[TEKSTBLOK]
··········

Wetenschappelijke naam: Ceratocystis fimbriata f. platani
Synoniemen: —
Nederlandse naam: Platanenverwelkingsziekte
Taxonomische indeling: Ascomycetes; Ophiostomatales
Beschrjving en levenscyclus:
Op de stam en takken van de boom ontstaan vanuit verse snoeiwonden ingezonken plekken in de bast. Deze kunnen zich geleidelijk uitbreiden tot langwerpige smalle, licht spiraliserende banen (ca. 5 cm breed tot 1 m lang). In het tweede en de daarop volgende jaren worden deze banen langer en breder en kunnen in elkaar overgaan. Er ontwikkelen zich langgerekte kankers en de necrotisch bast daarin wordt donkerbruin tot zwart. De dode bast valt niet direct af, maar vormt barsten volgens een min of meer rechthoekig patroon, met aanmerkelijk kleinere afmetingen dan het doorgaans grotere en onregelmatige patroon van de schorsplaten van gezonde bast. Ook het onderliggende hout wordt door de schimmel aangetast en vertoont een violette, blauwzwarte tot roodbruine verkleuring. De schimmel dringt daarbij eveneens door tot het actieve houtvatenstelsel, waardoor verstopping van de houtvaten plaatsvindt. De kankers ringen uiteindelijk de stam of tak waardoor de topgedeelten afsterven. In dit stadium treden de eerste permanente verwelkingsverschijnselen op, alhoewel de boom al geruime tijd van te voren een verminderde bladbezetting kan vertonen als gevolg van de door de schimmel veroorzaakte gedeeltelijke vaatverstopping.
De ziekte wordt hoofdzakelijk verspreid door menselijke activiteiten waarin snoei een belangrijk aspect vormt (o.a. de daarbij gebruikte zagen en wondafdekmiddelen zonder ontsmettende werking, maar ook door klimsporen en ladders). Verspreiding van de ziekte door regen of insecten speelt een ondergeschikte rol. De sporen die zich vormen in de voortplantingsorganen van de schimmel in de bast en het vaatweefsel van zieke bomen worden daarbij overgedragen op gezonde bomen of nog gezonde delen van de reeds aangetaste boom.
De voortplantingsorganen (conidiophoren) van de schimmel worden gevormd in zowel het vaatweefsel van de boom als op de zaagvlakken van gesnoeide of gevelde bomen. In het conidiënstadium worden kettingvormige endoconidiën gevormd waarmee de schimmel zich kan verspreiden. Eveneens onstaan daarnaast perithecia waaruit de ascosporen vrijkomen waardoor de ziekte tevens kan worden verspreid. Bij de ongeslachtelijke voortplanting in het vatenstelsel van de boom vindt eveneens conidiënvorming plaats van zowel endoconidiën als chlamydosporen. De functie van de laatste lijken vooral gericht op de overwinteringsmogelijkheden van de schimmel.

··········

Records uit een dataset:
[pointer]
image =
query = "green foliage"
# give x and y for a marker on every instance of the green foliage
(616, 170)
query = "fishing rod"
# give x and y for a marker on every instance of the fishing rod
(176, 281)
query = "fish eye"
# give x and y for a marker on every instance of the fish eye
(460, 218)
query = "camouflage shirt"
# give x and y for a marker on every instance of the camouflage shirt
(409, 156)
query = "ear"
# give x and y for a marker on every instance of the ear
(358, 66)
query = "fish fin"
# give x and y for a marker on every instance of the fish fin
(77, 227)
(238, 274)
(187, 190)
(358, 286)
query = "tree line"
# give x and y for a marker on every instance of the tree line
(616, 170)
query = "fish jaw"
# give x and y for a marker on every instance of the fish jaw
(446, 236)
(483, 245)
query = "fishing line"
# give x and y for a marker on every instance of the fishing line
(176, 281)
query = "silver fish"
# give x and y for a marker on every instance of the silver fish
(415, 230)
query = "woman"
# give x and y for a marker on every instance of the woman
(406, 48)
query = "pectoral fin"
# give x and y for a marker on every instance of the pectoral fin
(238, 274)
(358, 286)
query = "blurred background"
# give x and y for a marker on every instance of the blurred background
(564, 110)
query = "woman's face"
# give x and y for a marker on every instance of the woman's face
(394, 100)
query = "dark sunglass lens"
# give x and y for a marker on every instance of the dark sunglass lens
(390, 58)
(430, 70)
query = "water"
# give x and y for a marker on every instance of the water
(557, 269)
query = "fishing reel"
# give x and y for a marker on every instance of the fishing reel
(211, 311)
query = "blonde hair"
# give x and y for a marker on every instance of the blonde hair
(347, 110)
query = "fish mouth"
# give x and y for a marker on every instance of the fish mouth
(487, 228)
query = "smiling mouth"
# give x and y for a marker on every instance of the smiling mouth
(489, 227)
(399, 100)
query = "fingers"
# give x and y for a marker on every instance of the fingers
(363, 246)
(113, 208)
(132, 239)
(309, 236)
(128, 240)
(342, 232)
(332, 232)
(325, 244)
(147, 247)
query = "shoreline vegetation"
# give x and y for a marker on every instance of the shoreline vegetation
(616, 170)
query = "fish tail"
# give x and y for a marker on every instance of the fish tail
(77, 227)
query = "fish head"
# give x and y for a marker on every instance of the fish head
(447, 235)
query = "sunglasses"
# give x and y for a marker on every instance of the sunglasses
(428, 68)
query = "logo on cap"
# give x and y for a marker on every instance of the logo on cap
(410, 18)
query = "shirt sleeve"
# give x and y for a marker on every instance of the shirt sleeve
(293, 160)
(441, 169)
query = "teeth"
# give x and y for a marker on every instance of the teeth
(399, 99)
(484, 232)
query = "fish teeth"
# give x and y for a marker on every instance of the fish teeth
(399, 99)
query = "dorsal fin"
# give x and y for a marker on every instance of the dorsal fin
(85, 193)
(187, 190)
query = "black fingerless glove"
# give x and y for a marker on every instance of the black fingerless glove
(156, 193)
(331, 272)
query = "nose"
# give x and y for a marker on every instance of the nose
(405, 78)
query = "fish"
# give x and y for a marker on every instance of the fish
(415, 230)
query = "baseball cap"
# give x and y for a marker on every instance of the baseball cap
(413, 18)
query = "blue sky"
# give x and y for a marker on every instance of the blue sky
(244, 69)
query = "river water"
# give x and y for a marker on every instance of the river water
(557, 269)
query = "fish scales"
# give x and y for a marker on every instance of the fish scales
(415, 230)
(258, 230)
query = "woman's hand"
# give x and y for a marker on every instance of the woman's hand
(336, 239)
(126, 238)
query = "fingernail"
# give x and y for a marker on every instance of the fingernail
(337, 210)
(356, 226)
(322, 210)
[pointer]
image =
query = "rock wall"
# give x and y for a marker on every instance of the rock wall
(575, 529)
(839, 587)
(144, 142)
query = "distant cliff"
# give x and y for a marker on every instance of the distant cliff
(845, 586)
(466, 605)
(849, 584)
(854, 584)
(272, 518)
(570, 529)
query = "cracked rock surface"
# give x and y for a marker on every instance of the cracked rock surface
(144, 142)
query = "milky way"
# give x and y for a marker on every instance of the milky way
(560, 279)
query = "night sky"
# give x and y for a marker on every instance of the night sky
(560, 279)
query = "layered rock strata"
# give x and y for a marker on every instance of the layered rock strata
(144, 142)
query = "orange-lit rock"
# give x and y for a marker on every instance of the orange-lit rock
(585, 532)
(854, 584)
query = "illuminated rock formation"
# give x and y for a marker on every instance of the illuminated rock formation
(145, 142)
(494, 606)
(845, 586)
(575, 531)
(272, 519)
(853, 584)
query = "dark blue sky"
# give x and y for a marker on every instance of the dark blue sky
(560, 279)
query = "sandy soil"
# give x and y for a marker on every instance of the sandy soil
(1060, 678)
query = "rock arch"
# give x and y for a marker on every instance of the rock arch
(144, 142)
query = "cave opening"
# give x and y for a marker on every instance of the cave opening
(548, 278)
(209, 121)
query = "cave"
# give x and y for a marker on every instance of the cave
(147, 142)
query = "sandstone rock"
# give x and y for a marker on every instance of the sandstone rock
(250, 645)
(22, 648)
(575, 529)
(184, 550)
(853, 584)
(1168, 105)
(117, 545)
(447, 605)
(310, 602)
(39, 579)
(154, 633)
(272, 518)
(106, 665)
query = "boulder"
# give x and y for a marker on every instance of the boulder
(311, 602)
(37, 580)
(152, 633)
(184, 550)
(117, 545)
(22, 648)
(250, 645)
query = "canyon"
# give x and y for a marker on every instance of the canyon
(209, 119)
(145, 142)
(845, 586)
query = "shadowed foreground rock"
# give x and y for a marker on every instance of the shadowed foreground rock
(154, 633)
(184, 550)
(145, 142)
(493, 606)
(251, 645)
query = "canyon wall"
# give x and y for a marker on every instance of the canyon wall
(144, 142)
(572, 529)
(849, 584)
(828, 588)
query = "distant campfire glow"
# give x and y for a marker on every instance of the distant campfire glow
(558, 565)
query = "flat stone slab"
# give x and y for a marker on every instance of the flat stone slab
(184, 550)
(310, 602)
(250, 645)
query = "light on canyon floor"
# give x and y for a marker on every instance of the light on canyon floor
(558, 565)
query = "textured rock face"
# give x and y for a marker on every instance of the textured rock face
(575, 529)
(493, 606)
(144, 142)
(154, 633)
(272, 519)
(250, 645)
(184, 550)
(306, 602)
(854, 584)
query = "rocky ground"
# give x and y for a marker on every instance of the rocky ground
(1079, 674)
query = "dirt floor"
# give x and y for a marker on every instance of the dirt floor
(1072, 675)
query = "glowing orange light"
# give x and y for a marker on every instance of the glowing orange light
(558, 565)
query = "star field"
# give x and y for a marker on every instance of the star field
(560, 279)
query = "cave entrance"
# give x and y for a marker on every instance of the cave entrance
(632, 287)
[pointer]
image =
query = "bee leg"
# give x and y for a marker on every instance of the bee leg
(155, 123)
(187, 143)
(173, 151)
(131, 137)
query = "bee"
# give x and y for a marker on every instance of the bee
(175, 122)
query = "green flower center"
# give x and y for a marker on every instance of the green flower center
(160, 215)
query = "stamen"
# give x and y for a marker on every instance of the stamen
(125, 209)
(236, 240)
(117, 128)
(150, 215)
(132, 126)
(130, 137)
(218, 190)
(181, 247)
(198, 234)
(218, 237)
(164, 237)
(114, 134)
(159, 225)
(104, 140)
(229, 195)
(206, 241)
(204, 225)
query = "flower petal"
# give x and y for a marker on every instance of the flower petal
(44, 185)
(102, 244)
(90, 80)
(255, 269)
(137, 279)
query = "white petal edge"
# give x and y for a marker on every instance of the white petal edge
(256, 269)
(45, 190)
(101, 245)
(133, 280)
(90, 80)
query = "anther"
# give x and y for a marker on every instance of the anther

··········

[OPDRACHT A] Som alle voorwerpen op die de tekst over de platanenverwelkingsziekte noemt als middel waarmee mensen de ziekte verspreiden.
[OPDRACHT B] Schrijf verder aan de tekst over de platanenverwelkingsziekte, te beginnen na de laatste zin.

[ANTWOORDRUIMTE A] zagen, wondafdekmiddelen zonder ontsmettende werking, klimsporen, ladders

[ANTWOORDRUIMTE B]
Type aantasting:
Bastnecrose- en verwelkingsziekte.
Waardplanten:
Platanus spp.
Aangetaste plantendelen:
Stam en takken.
Aantastingsbeeld:
De eerste zichtbare verschijnslelen bestaan uit een bladvergeling en geringere bladbezetting van de gehele kroon of gedeelten daarvan. In dit stadium is de aantasting echter al in een gevorderd stadium en vaak zijn dan ook al aan de stam reeds plekken met bastnecrose waarneembaar. De bomen vertonen verwelkingsverschijnselen in de kroon die in de daaropvolgende jaren in omvang toenemen. Soms vormt de boom onder de afgestorven delen een heksenbezemachtig groei met niewe twijgscheuten. Uiteindelijk (na 3 tot 9 jaren) kan dit leiden tot gehele sterfte van de boom.
Mogelijke verwarring met andere aantastingen:
– Vorstschade (twijgsterfte)
– Droogteschade (bladverdorring)
– Zoutschade (bladverdorring)
Schade:
De ziekte resulteert al dan niet geleidelijk in voortijdige sterfte van de boom.
Verspreiding van de ziekte:
In Nederland is de ziekte tot dusver nog niet waargenomen, maar in steeds groter wordende gebieden in Zuid-Frankrijk, Italie en Spanje komt ze reeds zeer algemeen voor.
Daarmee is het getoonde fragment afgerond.